Source passage
________________

I want to invite us each to have an Easter talk with ourselves. To sit ourselves down and ask, “Who does my faith call me to be right now? And in order to be that person, which voices do I need to listen to and which do I need to ignore? Of what consequences am I willing to live in scorn?” Because that’s what it’s all about right? If there were no consequences, being who we are, speaking our truth, and living out our unique ministry would be easy. We’d all be doing it all the time. And we don’t. Jesus modelled what it means to live a life in scorn of the consequences. He knew where all his teaching and preaching and rabble rousing was going to land him. He knew that the Roman Empire doesn’t play games. But he did it anyway. He lived the life he felt called to live. And in the end, he walked knowingly, with eyes wide open, into the trap that had been set for him. At the end of his prayer time in the Garden of Gethsemane, he basically said to his disciples, “Well, it’s time. I’ve been betrayed and in fact here’s my betrayer now. Come on, let’s go.”

We have a wonderful Easter tradition at First U – some of you who are newer to the congregation may not have been part of this yet, but here’s what it is: as people enter the sanctuary, each person receives a piece of flash paper. This is a special kind of magician’s paper that, if you touch it to a flame, explodes and disappears. We each write on our piece of paper the thing that we are willing to let die, to let go of, in order to be resurrected this spring. What’s the thing that’s holding us back? What’s the destructive pattern we need to get free from? We write that thing on our piece of paper. We infuse our piece of paper with that thing. And then one by one, we come forward, touch the flash paper to the chalice flame and let it go.

________________

Supplied entries
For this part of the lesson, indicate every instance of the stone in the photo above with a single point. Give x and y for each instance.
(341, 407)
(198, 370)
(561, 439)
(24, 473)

________________

Work request
From the Easter reflection, extract the part that runs from "We have a wonderful" to "and let it go." without changing any wording. Rely only on the Easter reflection above for what follows.

Answer area
We have a wonderful Easter tradition at First U – some of you who are newer to the congregation may not have been part of this yet, but here’s what it is: as people enter the sanctuary, each person receives a piece of flash paper. This is a special kind of magician’s paper that, if you touch it to a flame, explodes and disappears. We each write on our piece of paper the thing that we are willing to let die, to let go of, in order to be resurrected this spring. What’s the thing that’s holding us back? What’s the destructive pattern we need to get free from? We write that thing on our piece of paper. We infuse our piece of paper with that thing. And then one by one, we come forward, touch the flash paper to the chalice flame and let it go.